Excerpt from a dataset
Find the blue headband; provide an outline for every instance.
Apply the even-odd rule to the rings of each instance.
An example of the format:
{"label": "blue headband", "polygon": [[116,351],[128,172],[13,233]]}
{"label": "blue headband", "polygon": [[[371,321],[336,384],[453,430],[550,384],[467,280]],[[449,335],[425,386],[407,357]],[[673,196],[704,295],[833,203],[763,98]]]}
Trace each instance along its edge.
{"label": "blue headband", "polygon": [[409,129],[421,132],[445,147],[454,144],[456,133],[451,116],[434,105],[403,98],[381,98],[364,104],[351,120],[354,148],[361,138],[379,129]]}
* * *
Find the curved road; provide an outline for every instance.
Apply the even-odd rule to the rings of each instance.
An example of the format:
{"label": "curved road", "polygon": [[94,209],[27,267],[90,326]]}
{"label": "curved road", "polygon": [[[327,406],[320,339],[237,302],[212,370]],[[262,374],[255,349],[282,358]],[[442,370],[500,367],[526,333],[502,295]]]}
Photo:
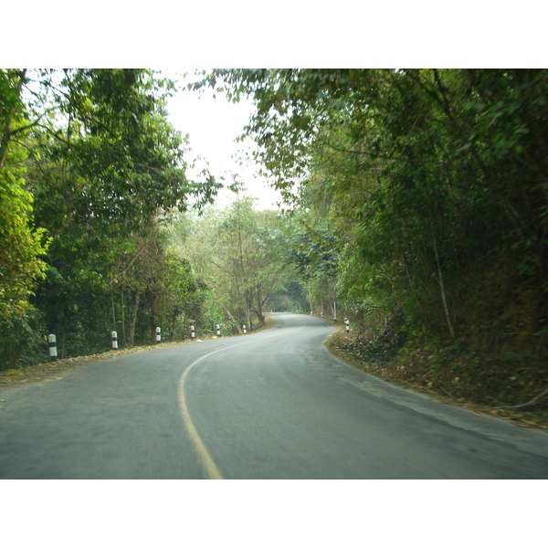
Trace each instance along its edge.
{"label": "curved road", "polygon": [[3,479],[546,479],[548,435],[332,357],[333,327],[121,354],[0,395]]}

WHAT THE TASK REQUIRES ->
Give the number of lines in the rows above that contain the word "every".

REPLY ->
2